*SUPPLIED PASSAGE*.
● ● ●

I’ve experienced some of that viciousness just for standing up for trans rights. I know that when I tweet about trans rights, my mentions and timeline will ignite a virtual bin fire, to put it mildly. It doesn’t stop me.
But, as a white cisgender English-speaking woman with a platform, I know that the risks and the potential costs of speaking out are less than they are for many others. I also know the abuse that I get and the threats that I receive, while vile, do not compare to those received by trans people themselves.
Things could get worse in the months ahead. The forces that railed against Gender Recognition Reform and celebrated Westminster’s obstructionism have not gone away. And, with a conversion practice ban on the horizon (which we should not legitimise with the term “therapy”), they will soon be spreading the same kinds of ugly myths and bile.
There is no such thing as a non-coercive conversion practice and there never can be. It is torture and it is abuse. It always will be.
Nobody should be told that their existence is deviant or unnatural, or that they should be ashamed of who they are. Those are the politics of bigotry, hate and fear that gave us Section 28. They are not the politics of a progressive nation, and we will fight them every step of the way.
But for all the darkness in our politics, we must remember that there is much to celebrate and the vibrant, beautiful protest of days such as Pride and months like Pride Month are an important part of that celebration. Pride is a time to unite our struggles.

● ● ●

*WHAT IS BEING ASKED*.
Copy out the entire passage on trans rights and Pride word for word.

(Items in a dataset)
● ● ●

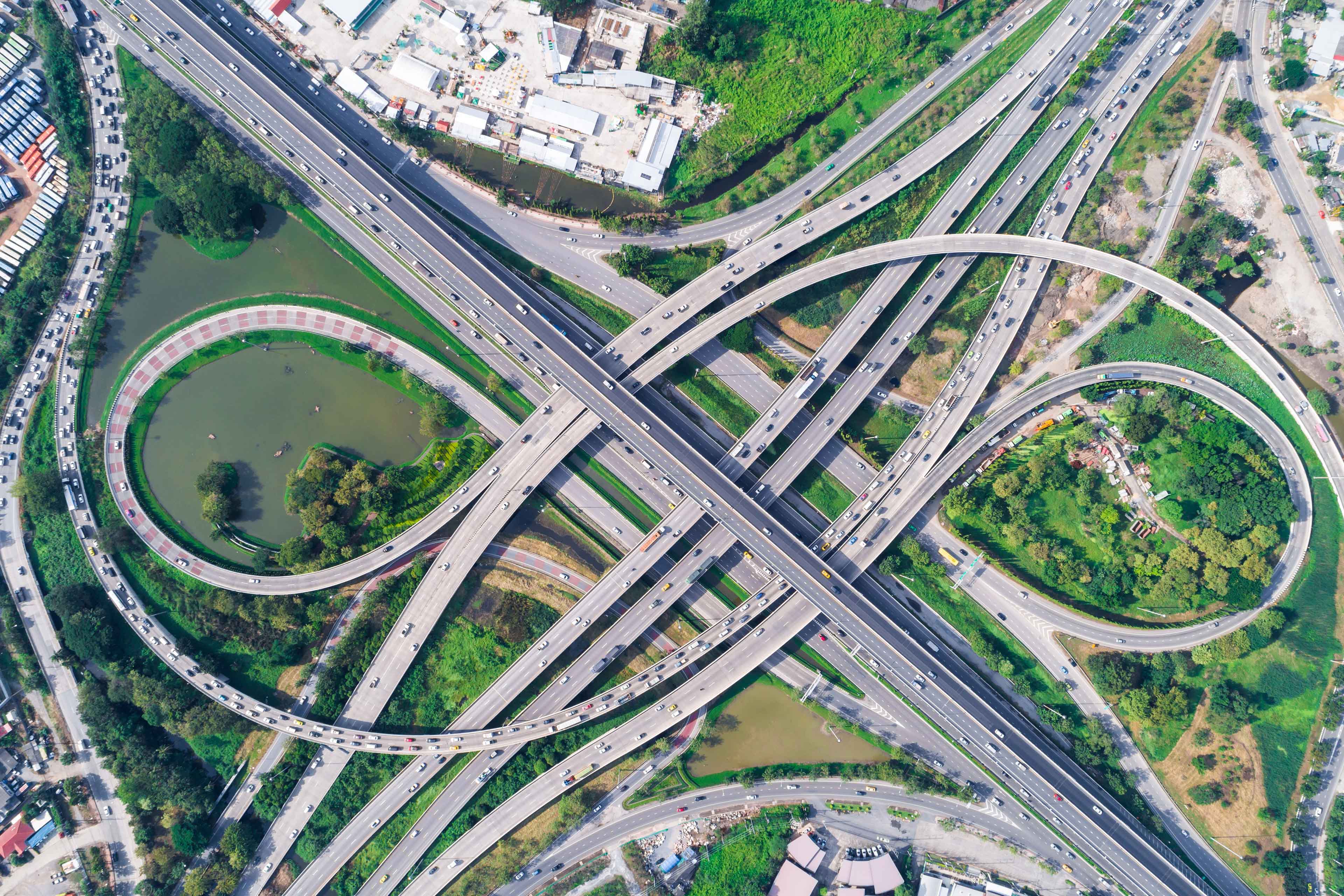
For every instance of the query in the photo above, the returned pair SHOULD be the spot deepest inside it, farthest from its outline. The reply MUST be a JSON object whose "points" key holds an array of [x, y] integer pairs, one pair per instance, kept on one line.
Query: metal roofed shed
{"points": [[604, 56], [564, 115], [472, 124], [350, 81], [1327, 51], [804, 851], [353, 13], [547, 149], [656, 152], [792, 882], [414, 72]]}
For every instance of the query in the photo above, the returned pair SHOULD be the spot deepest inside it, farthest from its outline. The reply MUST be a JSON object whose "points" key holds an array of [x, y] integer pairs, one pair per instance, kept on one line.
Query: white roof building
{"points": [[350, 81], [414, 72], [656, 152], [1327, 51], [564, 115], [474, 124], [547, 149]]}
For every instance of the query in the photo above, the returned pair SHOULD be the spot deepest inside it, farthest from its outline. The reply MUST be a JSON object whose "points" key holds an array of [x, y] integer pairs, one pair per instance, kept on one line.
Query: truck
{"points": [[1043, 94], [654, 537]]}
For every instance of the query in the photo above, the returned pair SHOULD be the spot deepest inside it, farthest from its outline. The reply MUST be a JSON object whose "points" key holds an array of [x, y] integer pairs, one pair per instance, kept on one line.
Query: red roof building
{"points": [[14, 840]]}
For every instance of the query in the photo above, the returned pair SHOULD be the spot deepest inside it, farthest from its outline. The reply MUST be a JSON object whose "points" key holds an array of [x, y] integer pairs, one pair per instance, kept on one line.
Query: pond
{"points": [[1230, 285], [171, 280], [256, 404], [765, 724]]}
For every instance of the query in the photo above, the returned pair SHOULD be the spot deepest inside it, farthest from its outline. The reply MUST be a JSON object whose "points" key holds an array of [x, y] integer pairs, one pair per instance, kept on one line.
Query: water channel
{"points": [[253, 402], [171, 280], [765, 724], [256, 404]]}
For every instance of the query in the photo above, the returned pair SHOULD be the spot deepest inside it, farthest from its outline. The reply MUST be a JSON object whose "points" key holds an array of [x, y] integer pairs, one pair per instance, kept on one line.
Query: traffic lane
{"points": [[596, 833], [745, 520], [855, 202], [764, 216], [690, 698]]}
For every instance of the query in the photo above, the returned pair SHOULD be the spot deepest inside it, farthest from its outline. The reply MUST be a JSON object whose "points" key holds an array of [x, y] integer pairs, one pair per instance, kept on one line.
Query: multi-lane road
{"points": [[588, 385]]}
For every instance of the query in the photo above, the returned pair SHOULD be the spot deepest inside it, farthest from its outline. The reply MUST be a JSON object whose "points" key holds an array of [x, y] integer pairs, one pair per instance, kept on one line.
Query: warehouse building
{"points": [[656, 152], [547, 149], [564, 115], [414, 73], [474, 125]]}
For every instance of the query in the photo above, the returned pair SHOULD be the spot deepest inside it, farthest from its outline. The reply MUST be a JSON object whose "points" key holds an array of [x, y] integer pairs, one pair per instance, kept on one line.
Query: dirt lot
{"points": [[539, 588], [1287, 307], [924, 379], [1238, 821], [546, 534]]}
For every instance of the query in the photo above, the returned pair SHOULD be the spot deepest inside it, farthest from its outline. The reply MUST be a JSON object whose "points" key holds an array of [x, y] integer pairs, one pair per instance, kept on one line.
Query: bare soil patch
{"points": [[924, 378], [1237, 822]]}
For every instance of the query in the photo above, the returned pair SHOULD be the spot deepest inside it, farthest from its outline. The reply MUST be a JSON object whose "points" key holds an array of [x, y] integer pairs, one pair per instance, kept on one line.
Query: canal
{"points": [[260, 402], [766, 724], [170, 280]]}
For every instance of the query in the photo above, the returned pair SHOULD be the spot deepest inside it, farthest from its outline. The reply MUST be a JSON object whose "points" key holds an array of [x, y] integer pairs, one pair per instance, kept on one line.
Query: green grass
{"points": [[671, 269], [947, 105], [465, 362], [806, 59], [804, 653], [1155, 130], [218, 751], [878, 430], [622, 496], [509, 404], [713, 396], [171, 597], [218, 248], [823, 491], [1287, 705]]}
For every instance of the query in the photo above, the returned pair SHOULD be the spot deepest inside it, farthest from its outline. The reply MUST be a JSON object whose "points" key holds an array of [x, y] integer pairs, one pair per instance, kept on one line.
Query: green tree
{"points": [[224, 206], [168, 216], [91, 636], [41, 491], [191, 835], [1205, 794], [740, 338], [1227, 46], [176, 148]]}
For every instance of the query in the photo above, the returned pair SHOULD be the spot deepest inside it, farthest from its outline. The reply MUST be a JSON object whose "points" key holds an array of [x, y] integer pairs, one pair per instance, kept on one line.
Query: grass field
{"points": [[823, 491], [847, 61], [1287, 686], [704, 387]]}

● ● ●

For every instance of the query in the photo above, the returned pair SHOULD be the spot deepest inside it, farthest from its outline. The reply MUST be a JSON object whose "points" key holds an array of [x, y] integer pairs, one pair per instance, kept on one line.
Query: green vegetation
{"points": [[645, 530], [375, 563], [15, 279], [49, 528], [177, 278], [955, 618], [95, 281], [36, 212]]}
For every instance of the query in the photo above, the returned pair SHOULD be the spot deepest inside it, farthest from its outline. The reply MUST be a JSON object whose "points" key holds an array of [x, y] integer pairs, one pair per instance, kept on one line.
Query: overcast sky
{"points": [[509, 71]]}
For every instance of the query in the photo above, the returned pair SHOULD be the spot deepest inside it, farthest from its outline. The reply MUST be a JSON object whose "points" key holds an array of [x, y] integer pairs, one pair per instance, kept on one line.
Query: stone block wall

● ● ●

*RESULT OF THE TASK*.
I’ve experienced some of that viciousness just for standing up for trans rights. I know that when I tweet about trans rights, my mentions and timeline will ignite a virtual bin fire, to put it mildly. It doesn’t stop me.
But, as a white cisgender English-speaking woman with a platform, I know that the risks and the potential costs of speaking out are less than they are for many others. I also know the abuse that I get and the threats that I receive, while vile, do not compare to those received by trans people themselves.
Things could get worse in the months ahead. The forces that railed against Gender Recognition Reform and celebrated Westminster’s obstructionism have not gone away. And, with a conversion practice ban on the horizon (which we should not legitimise with the term “therapy”), they will soon be spreading the same kinds of ugly myths and bile.
There is no such thing as a non-coercive conversion practice and there never can be. It is torture and it is abuse. It always will be.
Nobody should be told that their existence is deviant or unnatural, or that they should be ashamed of who they are. Those are the politics of bigotry, hate and fear that gave us Section 28. They are not the politics of a progressive nation, and we will fight them every step of the way.
But for all the darkness in our politics, we must remember that there is much to celebrate and the vibrant, beautiful protest of days such as Pride and months like Pride Month are an important part of that celebration. Pride is a time to unite our struggles.